Entries taken from a collection
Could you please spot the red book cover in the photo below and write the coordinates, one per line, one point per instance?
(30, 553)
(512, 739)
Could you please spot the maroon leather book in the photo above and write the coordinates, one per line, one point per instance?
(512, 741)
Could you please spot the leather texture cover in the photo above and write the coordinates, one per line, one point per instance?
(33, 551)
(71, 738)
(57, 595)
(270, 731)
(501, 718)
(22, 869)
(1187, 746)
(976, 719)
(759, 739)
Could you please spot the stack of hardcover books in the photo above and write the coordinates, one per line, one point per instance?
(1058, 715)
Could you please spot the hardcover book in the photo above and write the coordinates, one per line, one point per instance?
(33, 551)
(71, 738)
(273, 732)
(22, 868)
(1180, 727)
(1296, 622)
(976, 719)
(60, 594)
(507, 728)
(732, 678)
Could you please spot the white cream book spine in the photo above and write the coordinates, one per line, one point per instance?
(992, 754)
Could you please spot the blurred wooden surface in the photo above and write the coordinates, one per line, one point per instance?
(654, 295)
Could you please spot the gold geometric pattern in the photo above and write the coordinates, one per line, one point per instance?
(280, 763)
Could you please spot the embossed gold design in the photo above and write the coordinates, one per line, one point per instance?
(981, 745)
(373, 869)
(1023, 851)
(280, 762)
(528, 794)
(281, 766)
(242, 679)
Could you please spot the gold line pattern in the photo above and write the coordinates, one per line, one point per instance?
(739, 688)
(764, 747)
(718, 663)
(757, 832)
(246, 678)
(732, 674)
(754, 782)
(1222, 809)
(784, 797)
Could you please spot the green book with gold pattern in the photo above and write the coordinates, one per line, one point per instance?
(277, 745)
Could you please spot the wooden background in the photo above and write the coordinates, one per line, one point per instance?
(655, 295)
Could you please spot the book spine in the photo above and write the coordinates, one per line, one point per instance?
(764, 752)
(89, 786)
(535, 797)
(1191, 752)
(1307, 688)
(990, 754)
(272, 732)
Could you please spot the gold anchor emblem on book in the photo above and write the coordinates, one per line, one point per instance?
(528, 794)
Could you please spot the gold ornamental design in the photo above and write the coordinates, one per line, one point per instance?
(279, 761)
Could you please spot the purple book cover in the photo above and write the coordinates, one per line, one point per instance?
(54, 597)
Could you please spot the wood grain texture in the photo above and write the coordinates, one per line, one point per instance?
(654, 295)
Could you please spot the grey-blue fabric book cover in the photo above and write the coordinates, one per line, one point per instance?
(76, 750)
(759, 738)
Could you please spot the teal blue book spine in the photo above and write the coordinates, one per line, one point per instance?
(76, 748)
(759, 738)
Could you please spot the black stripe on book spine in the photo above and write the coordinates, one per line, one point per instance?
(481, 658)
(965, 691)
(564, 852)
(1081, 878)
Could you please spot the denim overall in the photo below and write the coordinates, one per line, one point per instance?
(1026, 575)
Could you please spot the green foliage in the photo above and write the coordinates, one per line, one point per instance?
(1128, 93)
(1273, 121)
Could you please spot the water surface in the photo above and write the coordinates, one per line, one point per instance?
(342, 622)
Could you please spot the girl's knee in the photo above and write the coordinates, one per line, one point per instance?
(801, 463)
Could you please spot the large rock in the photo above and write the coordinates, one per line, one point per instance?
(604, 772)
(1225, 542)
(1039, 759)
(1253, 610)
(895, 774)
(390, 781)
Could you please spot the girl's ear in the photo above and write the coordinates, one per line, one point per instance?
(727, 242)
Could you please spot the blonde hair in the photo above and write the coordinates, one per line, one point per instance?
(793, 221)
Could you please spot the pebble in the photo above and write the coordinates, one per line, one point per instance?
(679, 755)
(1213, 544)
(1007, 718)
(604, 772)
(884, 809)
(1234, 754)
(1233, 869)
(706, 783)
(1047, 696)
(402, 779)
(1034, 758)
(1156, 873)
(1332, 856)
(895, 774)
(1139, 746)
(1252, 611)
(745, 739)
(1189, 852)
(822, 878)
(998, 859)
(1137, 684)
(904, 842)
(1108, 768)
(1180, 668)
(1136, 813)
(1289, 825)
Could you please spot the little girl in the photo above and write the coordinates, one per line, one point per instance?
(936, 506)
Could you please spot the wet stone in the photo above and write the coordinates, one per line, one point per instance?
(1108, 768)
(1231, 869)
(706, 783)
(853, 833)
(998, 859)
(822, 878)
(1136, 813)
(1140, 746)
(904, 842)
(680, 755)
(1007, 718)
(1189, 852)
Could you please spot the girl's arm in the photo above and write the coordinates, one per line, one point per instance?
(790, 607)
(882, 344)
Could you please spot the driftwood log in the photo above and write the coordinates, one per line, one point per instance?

### To be done
Copy out the whole listing, exactly as written.

### Result
Could you please spot the red book cover in the photo below and write the coordinates, one per line, one point per instance?
(30, 553)
(512, 739)
Could you please spot the maroon leather book in the photo above and write the coordinates, one per line, one point per instance?
(512, 741)
Could you please spot the leather texture cover in the photo above and write the coordinates, one per line, one point per instance?
(33, 551)
(71, 738)
(57, 595)
(270, 731)
(501, 718)
(22, 869)
(1187, 746)
(976, 719)
(759, 739)
Could you please spot the stack of hardcover books in the photo above and write the coordinates, one per line, one point per instance?
(1058, 715)
Could you please spot the hardcover book in the photo above and write the coordinates, one per line, one point per instance?
(33, 551)
(71, 738)
(273, 732)
(22, 868)
(1180, 727)
(1296, 622)
(976, 719)
(60, 594)
(507, 728)
(732, 678)
Could you please spot the white cream book spine in the photo above and write the coordinates, one per line, one point per instance?
(992, 754)
Could you please spot the blurred wooden surface in the photo above and write the coordinates, one per line, one point per instance?
(654, 295)
Could you please spot the gold geometric pattern in the photo above and write the coordinates, one per line, one point per instance?
(280, 763)
Could you please spot the embossed gold design in the photo above and write the coordinates, one per line, one point per instance?
(981, 745)
(373, 869)
(1023, 851)
(280, 762)
(528, 794)
(281, 766)
(242, 679)
Could you please spot the gold line pattern in the photo above and write the coordinates, one per line, one point per instance?
(739, 688)
(764, 747)
(718, 663)
(757, 832)
(246, 678)
(732, 674)
(754, 782)
(1222, 809)
(784, 797)
Could you please spot the green book with gold pattern in the photo above and write the coordinates, one per line, one point per instance?
(277, 745)
Could you please spot the wooden background in the photo above and write the coordinates, one per line, one point per instance?
(655, 295)
Could you please spot the book spine in the photo above and write the coordinates, one per line, one point per instance?
(764, 752)
(89, 786)
(535, 797)
(1191, 752)
(1307, 688)
(990, 754)
(272, 732)
Could you please spot the gold anchor emblem on book in the photo above and write the coordinates, one per line, one point per instance?
(528, 794)
Could you please spot the gold ornamental design in the photo above and write the coordinates, one per line, one point per instance?
(279, 761)
Could you please spot the purple book cover in the photo above and write the coordinates, one per line, one point per instance?
(54, 597)
Could you please spot the wood grain texture in the photo above and write the coordinates, one per line, one point per instance?
(654, 295)
Could you please spot the grey-blue fabric book cover in the photo above and write the coordinates, one per line, one point per instance?
(76, 750)
(759, 738)
Could you please spot the teal blue book spine in the photo above and write the coordinates, one per line, one point per instance?
(76, 748)
(759, 738)
Could you please spot the black stripe on book spine in the photo above and write the coordinates, one per line, one point per instance?
(481, 658)
(965, 691)
(564, 852)
(1081, 878)
Could you please spot the denim overall in the photo below and write the coordinates, one per line, one point per instance?
(1026, 575)
Could you please spot the green foliage in the photo above and write the coordinates, one per line, one point per instance?
(1128, 93)
(1273, 121)
Could you please spot the water surface in the photo above and write the coordinates, one per line, one point per instance?
(342, 622)
Could you please spot the girl's knee in the photo above and write the coordinates, one per line, one point per instance?
(801, 463)
Could you please spot the large rock in the photo above and write the coordinates, one per line, one point per instance?
(604, 772)
(1225, 542)
(1039, 759)
(1253, 610)
(895, 774)
(390, 781)
Could you please spot the girl's ear in the photo above and write the coordinates, one per line, one point per instance?
(727, 242)
Could you please spot the blonde hair in the photo above and write the coordinates, one per line, one point per instance?
(793, 221)
Could you please spot the pebble in the photo above and write the coordinates, one per line, one point per instance?
(679, 755)
(1213, 544)
(1007, 718)
(604, 772)
(884, 809)
(1234, 754)
(1233, 869)
(706, 783)
(1047, 696)
(402, 779)
(1034, 758)
(1156, 873)
(1332, 856)
(895, 774)
(1139, 746)
(1252, 611)
(745, 739)
(1189, 852)
(822, 878)
(998, 859)
(1137, 684)
(904, 842)
(1108, 768)
(1180, 668)
(1136, 813)
(1289, 825)
Could you please spot the little girl in the photo above and write the coordinates, one per line, one point per instance?
(936, 506)
Could you please spot the wet stone in the photo above and write the coordinates, one per line, one point per instance?
(1108, 768)
(1231, 869)
(706, 783)
(853, 833)
(998, 859)
(822, 878)
(1136, 813)
(1140, 746)
(904, 842)
(680, 755)
(1007, 718)
(1189, 852)
Could you please spot the girl's arm in the photo above and write the coordinates, one per line, one point per instance?
(790, 607)
(882, 344)
Could you please spot the driftwood log in the photo above and write the coordinates, one per line, one point per instance?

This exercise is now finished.